==== Excerpted data

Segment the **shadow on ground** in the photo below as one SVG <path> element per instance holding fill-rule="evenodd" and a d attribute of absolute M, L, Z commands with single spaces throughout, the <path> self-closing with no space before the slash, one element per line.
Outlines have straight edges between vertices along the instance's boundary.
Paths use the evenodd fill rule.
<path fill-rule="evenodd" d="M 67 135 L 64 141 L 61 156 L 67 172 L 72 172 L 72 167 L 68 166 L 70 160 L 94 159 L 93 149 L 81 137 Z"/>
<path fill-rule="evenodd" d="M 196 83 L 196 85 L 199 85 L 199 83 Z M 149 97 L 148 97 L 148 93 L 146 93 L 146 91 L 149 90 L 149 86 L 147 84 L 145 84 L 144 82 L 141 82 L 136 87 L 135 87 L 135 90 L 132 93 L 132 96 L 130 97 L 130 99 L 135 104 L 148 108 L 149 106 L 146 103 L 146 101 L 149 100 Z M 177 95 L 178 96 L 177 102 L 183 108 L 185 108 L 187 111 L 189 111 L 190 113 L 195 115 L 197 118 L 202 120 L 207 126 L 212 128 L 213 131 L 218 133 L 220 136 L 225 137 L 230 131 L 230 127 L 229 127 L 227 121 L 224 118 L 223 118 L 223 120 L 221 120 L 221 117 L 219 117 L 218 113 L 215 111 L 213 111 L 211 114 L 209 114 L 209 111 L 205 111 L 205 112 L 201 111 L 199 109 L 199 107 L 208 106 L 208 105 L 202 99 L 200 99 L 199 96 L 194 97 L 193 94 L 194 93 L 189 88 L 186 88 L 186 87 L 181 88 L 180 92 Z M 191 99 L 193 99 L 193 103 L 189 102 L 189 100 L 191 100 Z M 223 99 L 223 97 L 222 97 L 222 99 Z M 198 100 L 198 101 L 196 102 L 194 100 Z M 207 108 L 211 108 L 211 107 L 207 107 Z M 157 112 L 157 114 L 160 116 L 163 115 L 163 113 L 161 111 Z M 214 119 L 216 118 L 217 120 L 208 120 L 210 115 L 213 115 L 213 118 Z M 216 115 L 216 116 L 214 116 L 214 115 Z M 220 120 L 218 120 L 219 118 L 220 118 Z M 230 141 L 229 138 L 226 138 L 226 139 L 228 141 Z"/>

========

Copy every line of the rows above, changing nothing.

## Answer to the task
Segment the **shadow on ground** in the photo below as one SVG <path> element per instance holding fill-rule="evenodd" and a d attribute of absolute M, L, Z commands with single spaces throughout, the <path> self-closing with no space before the slash, one element per line.
Outlines have straight edges between vertices along the instance's boundary.
Paths use the evenodd fill rule.
<path fill-rule="evenodd" d="M 67 135 L 64 141 L 61 156 L 67 172 L 72 172 L 72 167 L 68 166 L 70 160 L 94 159 L 93 149 L 81 137 Z"/>
<path fill-rule="evenodd" d="M 196 83 L 196 85 L 199 85 L 199 83 Z M 149 97 L 148 97 L 148 93 L 146 93 L 146 91 L 149 90 L 149 86 L 147 84 L 145 84 L 144 82 L 141 82 L 136 87 L 135 87 L 135 90 L 132 93 L 132 96 L 130 97 L 130 99 L 135 104 L 148 108 L 149 106 L 146 103 L 146 101 L 149 100 Z M 177 95 L 178 96 L 177 102 L 183 108 L 185 108 L 187 111 L 189 111 L 190 113 L 195 115 L 197 118 L 202 120 L 207 126 L 212 128 L 213 131 L 218 133 L 220 136 L 225 137 L 230 131 L 230 127 L 229 127 L 227 121 L 224 118 L 223 118 L 223 120 L 221 120 L 221 117 L 219 117 L 218 113 L 215 111 L 213 111 L 211 114 L 209 114 L 209 111 L 205 111 L 205 112 L 201 111 L 199 109 L 199 107 L 208 106 L 208 105 L 202 99 L 200 99 L 199 96 L 194 97 L 193 94 L 194 93 L 189 88 L 186 88 L 186 87 L 181 88 L 180 92 Z M 191 99 L 193 99 L 193 103 L 189 102 L 189 100 L 191 100 Z M 223 99 L 223 97 L 222 97 L 222 99 Z M 198 100 L 198 101 L 196 102 L 194 100 Z M 207 108 L 211 108 L 211 107 L 207 107 Z M 157 112 L 157 114 L 160 116 L 163 115 L 163 113 L 161 111 Z M 214 119 L 216 118 L 217 120 L 208 120 L 210 115 L 213 115 L 213 118 Z M 216 115 L 216 116 L 214 116 L 214 115 Z M 220 120 L 218 120 L 219 118 L 220 118 Z M 230 141 L 229 138 L 226 138 L 226 139 L 228 141 Z"/>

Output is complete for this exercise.